● Exercise prompt: Duplicate the stretch of lines from the line containing "Can you find the rocky" through the line containing "pixel 665 72", both included, reproducing each one without alteration.

● Supplied entries:
╭──

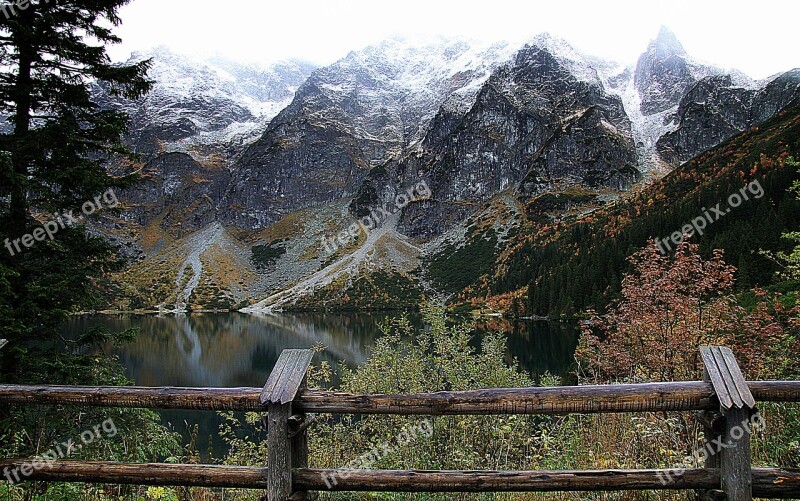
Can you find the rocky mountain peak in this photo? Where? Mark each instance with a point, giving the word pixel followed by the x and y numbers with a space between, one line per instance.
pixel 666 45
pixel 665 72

╰──
╭──

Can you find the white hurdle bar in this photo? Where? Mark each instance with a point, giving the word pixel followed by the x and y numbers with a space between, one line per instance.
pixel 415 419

╰──

● Task output:
Can you find the rocky mountain peak in this photo? Where? Mark each instance with a point, giving the word pixel followed by the x and y numbers with a space between, one line per instance.
pixel 666 45
pixel 665 72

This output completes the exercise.